How well we remember Norman Bates. Tens of thousands of movie characters have come and gone since 1960, when he made his first appearance in "Psycho" (1960), and yet he still remains so vivid in the memory, such a sharp image among all the others that have gone out of focus.

Most movies are disposable. "Psycho" supplied us with the furnishings for nightmares. "Dear Mr. Hitchcock," a mother wrote the master, "after seeing your movie my daughter is afraid to take a shower. What should I do?" Send her to the dry cleaners, Hitch advised her.

In "Psycho III," there is one startling shot that completely understands Norman Bates. Up in the old gothic horror house on the hill, he has found a note from his mother, asking him to meet her in Cabin Number 12. We know that although his mother may have frequent conversations with him, she is in no condition to write him a note.

Norman knows that, too. He stuffed her himself. As he walks down the steps and along the front of the Bates Motel toward his rendezvous, the camera tracks along with him, one unbroken shot, and his face is a twitching mask of fear.

The face belongs to Anthony Perkins, who is better than any other actor at reflecting the demons within. Although his facial expressions in the shot are not subtle, he isn't overacting; he projects such turmoil that we almost sympathize with him. And that is the real secret of Norman Bates, and one of the reasons that "Psycho III" works as a movie: Norman is not a mad-dog killer, a wholesale slasher like the amoral villains of the Dead Teenager Movies. He is at war with himself.

He is divided. He, Norman Bates, wants to do the right thing, to be pleasant and quiet and pass without notice. But also inside of him is the voice of his mother, fiercely urging him to kill.

At the beginning of "Psycho III," only a short time has passed since the end of "Psycho II." In a nearby convent, a young novice (Diana Scarwid) blames herself when an older nun falls to her death. She runs out into the night, gets a ride with a sinister motorist (Jeff Fahey), and ends up at the Bates Motel. Fahey arrives there, too, and is hired as a night clerk. Other people also turn up: an investigative reporter who wants to do a story on Norman; a local woman who gets drunk and is picked up by Fahey, and finally a crowd of rowdies back for their high school reunion.

By the end of the movie, many of these people will be dead - and because this is a tragedy, not a horror story, some of the dead ones won't deserve it, and others will survive unfairly.

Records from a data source
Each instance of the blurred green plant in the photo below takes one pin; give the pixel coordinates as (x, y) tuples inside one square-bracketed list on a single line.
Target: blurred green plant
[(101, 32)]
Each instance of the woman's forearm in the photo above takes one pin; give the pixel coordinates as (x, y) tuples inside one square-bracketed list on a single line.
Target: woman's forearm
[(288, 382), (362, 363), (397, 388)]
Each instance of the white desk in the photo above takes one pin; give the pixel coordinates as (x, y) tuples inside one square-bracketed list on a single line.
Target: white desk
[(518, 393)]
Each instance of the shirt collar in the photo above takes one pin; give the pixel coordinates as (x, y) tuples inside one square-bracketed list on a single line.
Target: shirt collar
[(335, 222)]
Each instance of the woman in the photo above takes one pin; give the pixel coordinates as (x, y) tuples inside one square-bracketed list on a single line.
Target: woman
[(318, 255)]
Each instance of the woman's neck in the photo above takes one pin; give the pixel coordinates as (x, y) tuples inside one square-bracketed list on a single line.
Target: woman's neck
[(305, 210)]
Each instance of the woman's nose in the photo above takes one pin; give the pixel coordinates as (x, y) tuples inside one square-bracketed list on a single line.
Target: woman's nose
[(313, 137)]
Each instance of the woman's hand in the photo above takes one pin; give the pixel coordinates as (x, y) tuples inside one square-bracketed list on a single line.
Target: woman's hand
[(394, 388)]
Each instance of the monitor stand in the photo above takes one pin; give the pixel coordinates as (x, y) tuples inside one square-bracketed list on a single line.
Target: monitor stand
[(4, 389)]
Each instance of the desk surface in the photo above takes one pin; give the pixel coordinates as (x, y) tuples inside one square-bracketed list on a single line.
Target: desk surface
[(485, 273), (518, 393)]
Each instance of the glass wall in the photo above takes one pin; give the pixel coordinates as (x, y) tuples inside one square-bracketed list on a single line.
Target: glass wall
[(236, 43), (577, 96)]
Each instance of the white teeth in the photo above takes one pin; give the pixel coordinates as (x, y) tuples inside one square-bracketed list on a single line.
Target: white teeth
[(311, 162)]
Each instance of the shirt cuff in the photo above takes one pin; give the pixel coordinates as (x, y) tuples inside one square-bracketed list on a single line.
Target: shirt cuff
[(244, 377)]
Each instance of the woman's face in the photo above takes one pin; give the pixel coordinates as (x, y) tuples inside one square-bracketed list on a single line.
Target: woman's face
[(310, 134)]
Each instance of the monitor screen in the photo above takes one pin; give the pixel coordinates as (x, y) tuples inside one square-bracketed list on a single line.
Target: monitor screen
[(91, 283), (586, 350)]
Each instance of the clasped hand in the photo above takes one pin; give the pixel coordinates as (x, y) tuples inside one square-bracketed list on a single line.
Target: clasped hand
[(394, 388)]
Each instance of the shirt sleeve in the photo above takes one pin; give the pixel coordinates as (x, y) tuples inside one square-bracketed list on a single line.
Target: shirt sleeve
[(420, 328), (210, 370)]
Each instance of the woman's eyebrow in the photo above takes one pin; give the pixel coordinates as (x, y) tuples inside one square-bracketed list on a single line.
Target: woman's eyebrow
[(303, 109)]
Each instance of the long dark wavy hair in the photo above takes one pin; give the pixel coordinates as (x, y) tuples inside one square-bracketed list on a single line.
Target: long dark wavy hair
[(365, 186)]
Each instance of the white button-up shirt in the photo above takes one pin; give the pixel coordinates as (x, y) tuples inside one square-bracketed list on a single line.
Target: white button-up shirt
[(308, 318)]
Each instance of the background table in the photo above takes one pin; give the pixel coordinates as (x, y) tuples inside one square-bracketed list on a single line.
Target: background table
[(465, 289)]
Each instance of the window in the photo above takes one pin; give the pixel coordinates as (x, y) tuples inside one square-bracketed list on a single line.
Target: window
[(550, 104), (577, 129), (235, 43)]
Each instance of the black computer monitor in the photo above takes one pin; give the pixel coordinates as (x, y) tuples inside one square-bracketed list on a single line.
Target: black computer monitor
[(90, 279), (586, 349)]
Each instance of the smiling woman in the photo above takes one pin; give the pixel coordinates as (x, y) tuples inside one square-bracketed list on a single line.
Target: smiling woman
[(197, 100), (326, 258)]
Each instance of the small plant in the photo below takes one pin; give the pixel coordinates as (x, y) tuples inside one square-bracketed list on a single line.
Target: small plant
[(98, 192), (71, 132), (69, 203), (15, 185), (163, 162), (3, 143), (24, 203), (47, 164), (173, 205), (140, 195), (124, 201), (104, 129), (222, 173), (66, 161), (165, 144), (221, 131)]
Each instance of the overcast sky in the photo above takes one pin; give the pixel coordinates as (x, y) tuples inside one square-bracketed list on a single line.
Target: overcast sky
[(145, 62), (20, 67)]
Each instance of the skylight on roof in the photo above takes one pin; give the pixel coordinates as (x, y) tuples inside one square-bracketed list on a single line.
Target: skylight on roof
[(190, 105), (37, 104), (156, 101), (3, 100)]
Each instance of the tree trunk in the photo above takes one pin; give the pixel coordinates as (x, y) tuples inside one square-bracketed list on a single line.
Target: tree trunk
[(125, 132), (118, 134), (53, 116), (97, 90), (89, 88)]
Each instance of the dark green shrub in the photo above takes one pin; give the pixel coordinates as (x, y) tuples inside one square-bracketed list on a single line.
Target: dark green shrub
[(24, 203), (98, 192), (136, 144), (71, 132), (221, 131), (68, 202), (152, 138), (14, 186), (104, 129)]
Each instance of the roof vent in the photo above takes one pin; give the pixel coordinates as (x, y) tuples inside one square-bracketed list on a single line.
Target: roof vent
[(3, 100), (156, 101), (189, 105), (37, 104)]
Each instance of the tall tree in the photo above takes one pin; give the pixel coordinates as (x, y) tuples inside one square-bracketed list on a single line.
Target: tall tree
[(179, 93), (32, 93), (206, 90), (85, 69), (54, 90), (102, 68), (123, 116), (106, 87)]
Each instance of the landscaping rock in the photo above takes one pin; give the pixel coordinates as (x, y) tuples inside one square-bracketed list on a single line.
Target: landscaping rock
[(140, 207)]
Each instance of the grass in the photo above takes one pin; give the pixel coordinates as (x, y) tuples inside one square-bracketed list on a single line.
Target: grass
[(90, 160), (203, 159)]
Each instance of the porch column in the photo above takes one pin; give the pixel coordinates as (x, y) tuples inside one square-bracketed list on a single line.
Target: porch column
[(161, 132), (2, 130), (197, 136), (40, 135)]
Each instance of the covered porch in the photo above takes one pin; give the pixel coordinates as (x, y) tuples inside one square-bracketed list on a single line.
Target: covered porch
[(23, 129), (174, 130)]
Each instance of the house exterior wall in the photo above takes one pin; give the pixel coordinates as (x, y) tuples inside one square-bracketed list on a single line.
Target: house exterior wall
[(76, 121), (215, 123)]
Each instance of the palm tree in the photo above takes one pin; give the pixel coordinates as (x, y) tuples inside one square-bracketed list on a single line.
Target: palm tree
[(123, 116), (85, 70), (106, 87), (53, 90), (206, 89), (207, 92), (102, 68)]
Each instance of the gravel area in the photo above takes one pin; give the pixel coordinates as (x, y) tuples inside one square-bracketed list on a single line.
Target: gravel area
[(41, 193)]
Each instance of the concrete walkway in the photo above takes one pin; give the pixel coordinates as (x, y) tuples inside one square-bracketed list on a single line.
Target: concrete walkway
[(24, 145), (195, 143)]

[WHAT TO WORK ON]
a) Print the part of the movie review that runs from "How well we" up to and including "him a note.", word for word.
b) Output the lines of the rows from the line with "Each instance of the porch" up to and including the line with "[(41, 193)]", without any changes.

[ANSWERS BY TASK]
a)
How well we remember Norman Bates. Tens of thousands of movie characters have come and gone since 1960, when he made his first appearance in "Psycho" (1960), and yet he still remains so vivid in the memory, such a sharp image among all the others that have gone out of focus.

Most movies are disposable. "Psycho" supplied us with the furnishings for nightmares. "Dear Mr. Hitchcock," a mother wrote the master, "after seeing your movie my daughter is afraid to take a shower. What should I do?" Send her to the dry cleaners, Hitch advised her.

In "Psycho III," there is one startling shot that completely understands Norman Bates. Up in the old gothic horror house on the hill, he has found a note from his mother, asking him to meet her in Cabin Number 12. We know that although his mother may have frequent conversations with him, she is in no condition to write him a note.

b)
Each instance of the porch column in the photo above takes one pin; give the pixel coordinates as (x, y) tuples inside one square-bracketed list on a single line.
Target: porch column
[(161, 132), (2, 130), (197, 136), (40, 135)]
Each instance of the covered porch in the photo above takes one pin; give the pixel coordinates as (x, y) tuples inside one square-bracketed list on a single line.
Target: covered porch
[(23, 129), (174, 130)]
Each instance of the house exterior wall in the photo above takes one pin; give the pixel coordinates as (x, y) tuples inside one square-bracketed list on a single line.
Target: house exterior wall
[(76, 121), (215, 123)]
Each instance of the palm tree in the photo above takes one pin; give the pixel coordinates as (x, y) tuples inside one square-bracketed list on a single line.
Target: palm tree
[(123, 116), (85, 70), (106, 87), (53, 90), (206, 89), (207, 92), (102, 68)]
Each instance of the gravel area in the photo above takes one pin; give the pixel coordinates as (x, y) tuples inside one square-bracketed list on a single line.
Target: gravel area
[(41, 193)]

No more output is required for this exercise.